:: DOCUMENT SEGMENT ::
This is on Ubuntu 18.04 on x86_64. If the author's wc also came precompiled (which it seems to be), they cannot make any valid comparison at all. If manually compiling on their machine with maximum optimization would also get them a 2x speedup, their fancy multicore Haskell would still be slower than C... and that's fine.
I find funny this "beating C with X" attempts and articles, popular since the dawn of computing.
Although all of them are trying hard to be a little bit faster (and shorter) than C code, this is usually the price they have to pay:
1. Abysmal compilation time.
2. Huge binaries. Sure, C static binaries aren't small, but much smaller than equivalent Go programs.
3. Complex language. C is still simple language (sans edgy cases). No need to dive into type theory, learn about functors and so on just to write something.
4. Complex implementations (compilers, garbage collectors...). Not something you can hack over the weekend.
5. Complex distribution. C natural environment is Unix/Linux and libc/glibc is always there. Everything else requires additional (usually tons of) libraries or static linking.
6. Language instability. Because of 3), these languages are always evolving. You can read and compile C code 20-30 years ago and I'm expecting the same for the next, at least, 10 years.
Very interesting, and a simple enough use-case that a Haskell novice can get the gist of it. It's very informative of how real Haskell development works; it's a brass-tacks kind of example which you don't necessarily see a lot of in the Haskell world.
Every ”X new thing I made on a weekend is faster than Y old thing” is inevitably a half-implemented version of the old thing. Of course doing less instructions is going to be faster. You could also make a benchmark-winning web server that just write()s to a socket, skipping all sanitization and error handling.
:::
:: GIVEN DATA ::
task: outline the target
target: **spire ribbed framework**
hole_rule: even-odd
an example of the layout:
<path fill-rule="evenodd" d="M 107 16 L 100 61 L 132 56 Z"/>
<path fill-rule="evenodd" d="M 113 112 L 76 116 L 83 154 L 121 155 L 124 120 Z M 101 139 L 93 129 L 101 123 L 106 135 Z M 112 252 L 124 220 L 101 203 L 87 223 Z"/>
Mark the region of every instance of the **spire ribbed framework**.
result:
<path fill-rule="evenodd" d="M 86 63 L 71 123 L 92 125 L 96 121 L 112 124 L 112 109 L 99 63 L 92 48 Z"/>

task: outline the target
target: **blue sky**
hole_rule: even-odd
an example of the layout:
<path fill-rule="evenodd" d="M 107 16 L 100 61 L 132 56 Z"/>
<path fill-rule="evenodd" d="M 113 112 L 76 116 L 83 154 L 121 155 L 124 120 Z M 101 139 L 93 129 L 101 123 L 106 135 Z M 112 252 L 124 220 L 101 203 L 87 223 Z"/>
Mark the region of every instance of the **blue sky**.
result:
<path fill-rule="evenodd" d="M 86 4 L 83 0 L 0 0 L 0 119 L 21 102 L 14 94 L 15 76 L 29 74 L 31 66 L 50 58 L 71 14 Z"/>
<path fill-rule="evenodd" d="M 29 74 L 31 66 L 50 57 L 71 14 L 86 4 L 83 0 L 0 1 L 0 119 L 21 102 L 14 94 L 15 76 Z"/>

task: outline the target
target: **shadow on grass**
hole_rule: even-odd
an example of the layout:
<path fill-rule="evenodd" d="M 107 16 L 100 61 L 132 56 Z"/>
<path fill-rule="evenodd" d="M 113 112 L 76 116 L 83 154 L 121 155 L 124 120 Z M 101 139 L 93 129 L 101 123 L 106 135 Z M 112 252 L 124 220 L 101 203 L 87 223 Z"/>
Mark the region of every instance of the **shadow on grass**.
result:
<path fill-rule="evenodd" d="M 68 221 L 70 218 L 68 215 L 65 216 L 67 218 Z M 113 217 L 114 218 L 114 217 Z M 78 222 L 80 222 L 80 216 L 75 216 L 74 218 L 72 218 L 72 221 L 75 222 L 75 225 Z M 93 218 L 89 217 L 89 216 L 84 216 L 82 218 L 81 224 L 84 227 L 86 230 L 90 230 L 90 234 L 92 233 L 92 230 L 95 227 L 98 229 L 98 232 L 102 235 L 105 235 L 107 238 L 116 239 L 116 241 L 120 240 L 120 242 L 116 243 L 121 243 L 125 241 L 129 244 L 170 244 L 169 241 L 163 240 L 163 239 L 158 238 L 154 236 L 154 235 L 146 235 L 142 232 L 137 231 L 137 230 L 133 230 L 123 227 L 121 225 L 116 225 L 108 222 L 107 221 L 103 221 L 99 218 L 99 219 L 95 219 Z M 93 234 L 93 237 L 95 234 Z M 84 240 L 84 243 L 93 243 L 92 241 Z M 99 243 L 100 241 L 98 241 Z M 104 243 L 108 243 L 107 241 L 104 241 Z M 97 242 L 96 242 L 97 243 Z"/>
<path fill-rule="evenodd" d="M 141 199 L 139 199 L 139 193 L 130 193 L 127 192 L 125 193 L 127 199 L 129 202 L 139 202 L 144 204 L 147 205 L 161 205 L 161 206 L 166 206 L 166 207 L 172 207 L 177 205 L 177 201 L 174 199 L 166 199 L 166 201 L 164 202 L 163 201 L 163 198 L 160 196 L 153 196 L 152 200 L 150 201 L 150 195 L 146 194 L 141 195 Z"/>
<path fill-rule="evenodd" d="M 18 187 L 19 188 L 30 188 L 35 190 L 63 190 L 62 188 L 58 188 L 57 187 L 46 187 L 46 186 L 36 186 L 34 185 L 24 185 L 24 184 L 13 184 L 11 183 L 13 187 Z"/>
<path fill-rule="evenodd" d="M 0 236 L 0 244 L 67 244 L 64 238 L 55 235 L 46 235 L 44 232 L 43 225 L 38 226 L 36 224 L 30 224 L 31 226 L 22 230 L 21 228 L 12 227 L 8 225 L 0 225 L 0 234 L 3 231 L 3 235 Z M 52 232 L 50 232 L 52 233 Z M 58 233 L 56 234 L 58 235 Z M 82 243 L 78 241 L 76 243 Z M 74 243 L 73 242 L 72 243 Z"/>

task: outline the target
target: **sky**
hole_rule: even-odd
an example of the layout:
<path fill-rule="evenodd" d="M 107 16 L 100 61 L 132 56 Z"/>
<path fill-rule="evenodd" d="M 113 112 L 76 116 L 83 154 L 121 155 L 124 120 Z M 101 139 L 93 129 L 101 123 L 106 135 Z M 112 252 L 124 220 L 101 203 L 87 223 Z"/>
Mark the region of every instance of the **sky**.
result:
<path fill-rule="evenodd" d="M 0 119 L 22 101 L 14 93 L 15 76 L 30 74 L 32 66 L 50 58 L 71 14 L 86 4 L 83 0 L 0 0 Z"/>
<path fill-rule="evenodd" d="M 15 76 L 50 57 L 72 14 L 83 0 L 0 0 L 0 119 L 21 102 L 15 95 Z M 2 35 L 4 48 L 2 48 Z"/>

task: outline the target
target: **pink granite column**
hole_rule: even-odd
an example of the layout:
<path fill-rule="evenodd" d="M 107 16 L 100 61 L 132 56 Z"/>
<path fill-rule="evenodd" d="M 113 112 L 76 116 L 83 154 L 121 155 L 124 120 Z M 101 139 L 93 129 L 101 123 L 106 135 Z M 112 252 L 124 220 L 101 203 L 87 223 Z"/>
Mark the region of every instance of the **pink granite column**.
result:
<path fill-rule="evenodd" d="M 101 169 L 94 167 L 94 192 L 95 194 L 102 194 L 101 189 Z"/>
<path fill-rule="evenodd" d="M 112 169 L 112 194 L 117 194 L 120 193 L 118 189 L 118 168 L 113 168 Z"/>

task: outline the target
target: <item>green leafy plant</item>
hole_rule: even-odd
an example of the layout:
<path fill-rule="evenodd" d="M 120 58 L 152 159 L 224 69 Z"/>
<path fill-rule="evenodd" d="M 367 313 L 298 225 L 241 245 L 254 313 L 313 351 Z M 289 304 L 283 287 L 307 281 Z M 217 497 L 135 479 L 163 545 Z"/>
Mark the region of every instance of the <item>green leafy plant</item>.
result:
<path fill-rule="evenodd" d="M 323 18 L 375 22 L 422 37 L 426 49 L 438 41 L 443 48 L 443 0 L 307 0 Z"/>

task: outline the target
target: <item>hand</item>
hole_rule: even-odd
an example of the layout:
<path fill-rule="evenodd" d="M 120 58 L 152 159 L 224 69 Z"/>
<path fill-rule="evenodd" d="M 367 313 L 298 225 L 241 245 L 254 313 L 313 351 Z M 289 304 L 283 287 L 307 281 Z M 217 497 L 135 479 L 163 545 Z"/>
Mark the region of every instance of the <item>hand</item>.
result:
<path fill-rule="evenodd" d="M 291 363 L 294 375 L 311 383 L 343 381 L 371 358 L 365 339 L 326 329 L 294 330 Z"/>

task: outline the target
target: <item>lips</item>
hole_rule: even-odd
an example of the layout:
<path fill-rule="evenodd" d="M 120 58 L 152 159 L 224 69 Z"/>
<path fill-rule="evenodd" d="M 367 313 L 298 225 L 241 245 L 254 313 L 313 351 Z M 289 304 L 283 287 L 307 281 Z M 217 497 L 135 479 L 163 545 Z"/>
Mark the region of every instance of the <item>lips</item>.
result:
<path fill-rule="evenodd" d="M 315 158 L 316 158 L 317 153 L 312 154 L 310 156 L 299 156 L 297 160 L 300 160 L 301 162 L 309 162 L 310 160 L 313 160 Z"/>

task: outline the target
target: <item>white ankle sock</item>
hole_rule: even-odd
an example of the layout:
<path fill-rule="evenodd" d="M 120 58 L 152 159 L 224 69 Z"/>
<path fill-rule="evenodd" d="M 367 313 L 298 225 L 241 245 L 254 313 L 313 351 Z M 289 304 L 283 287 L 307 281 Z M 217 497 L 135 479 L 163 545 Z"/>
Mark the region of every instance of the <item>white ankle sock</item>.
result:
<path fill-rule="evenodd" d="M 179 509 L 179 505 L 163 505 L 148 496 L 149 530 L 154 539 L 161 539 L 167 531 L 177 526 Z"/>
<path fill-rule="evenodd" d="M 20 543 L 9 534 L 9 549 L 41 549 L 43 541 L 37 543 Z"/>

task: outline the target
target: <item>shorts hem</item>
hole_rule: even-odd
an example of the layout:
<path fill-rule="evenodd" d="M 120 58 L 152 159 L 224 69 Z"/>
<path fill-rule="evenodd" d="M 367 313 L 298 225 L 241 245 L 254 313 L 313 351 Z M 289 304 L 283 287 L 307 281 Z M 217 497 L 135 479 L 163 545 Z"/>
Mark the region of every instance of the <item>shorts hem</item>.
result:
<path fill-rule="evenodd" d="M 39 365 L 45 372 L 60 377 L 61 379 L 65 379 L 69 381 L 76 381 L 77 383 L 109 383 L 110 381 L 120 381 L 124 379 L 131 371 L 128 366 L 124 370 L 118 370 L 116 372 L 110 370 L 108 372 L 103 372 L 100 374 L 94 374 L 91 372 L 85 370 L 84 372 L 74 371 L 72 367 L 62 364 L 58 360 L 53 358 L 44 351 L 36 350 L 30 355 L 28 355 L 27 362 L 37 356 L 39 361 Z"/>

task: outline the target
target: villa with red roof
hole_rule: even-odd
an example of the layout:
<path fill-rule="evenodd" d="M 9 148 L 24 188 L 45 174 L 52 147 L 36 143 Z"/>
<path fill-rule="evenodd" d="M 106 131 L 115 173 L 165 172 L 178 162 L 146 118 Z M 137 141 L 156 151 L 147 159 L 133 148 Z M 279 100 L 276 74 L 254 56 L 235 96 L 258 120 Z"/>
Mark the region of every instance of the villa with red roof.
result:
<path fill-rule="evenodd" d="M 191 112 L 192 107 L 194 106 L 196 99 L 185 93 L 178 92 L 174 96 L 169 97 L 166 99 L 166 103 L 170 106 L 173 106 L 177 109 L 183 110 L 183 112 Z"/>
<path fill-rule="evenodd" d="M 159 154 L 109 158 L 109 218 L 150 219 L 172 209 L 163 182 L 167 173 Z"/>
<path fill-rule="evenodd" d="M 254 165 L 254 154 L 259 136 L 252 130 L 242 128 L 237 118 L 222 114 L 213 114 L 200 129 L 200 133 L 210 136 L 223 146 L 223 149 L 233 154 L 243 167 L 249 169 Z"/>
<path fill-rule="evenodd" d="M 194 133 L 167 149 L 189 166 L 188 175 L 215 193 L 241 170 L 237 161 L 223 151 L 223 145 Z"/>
:::
(EXERCISE REQUIREMENTS)
**A)** The forum thread about beating C gives a numbered list of prices that languages trying to outrun C have to pay. Name every price on that list.
**B)** Carry on the forum thread about beating C, starting right after its last post.

(WRITTEN ANSWERS)
**A)**
1. Abysmal compilation time
2. Huge binaries
3. Complex language
4. Complex implementations (compilers, garbage collectors...)
5. Complex distribution
6. Language instability

**B)**
Yes, the C is much too readable. Also I wonder how fresh it is - the Macs have been known to run some really old versions of GPL tools due to license issues with newer versions.
For a start, getc() isn't a simple macro accessing read buffer anymore, but a function which always acquires/releases a lock (even in single-threaded program). Changing it into getc_unlocked() usually makes big difference.
In general terms, how is it possible to beat really optimized C code? In particular, what property of Haskell or any other functional language would make that possible (in theory or practice).
The C code is not particularly optimized, but more importantly, C being a low level language makes writing multi-threaded programs much more work. wc though cannot make use of multi-threading regardless because it must have the ability to work on streams, not just seekable files, as the haskell code here does.
C is a high level language with capability of low level access: we regularly made fun of C programmers in high school (like my math teacher) because they didn't know how to code in assembler and had to write abstract high level code in C, in order for the compiler to do it for them. The biggest brouhaha was always disassembly of "optimized" machine code generated by the C compiler, full of needless stack twiddling and housekeeping code, wasting hundreds or even thousands of CPU cycles on what amounts to useless abstractions. That's nonsense one finds only in a high level language. But it's always super for a good brouhaha!
We've long since moved on from an era when anything above assembly could be considered high level.
And the performance difference between idiomatic C code compiled with -O3 (to inline functions and minimize the stack twiddling and housekeeping code) and handwritten straightforward assembly is low enough as to be negligible. Not so with, say, Haskell vs C.
Neither is true. Well, the first might be true for you in your mind, but doesn't change the fact that C is a high level language modelling an abstract system, and providing that model through its standard libraries (which is what makes it possible to write portable code).
And the second with -O3 could not be more wrong, and I can prove it: compile anything with gcc -S -O3 and behold the extra code which a human would never write because it's unnecessary.
Considering I wrote above exactly what to do (gcc -S), I believe you are not making this request in good faith; rather, you seek to test whether I know what I'm writing about. However, had you done what I told you to do, you wouldn't have asked. That's why I think you are actually trolling me.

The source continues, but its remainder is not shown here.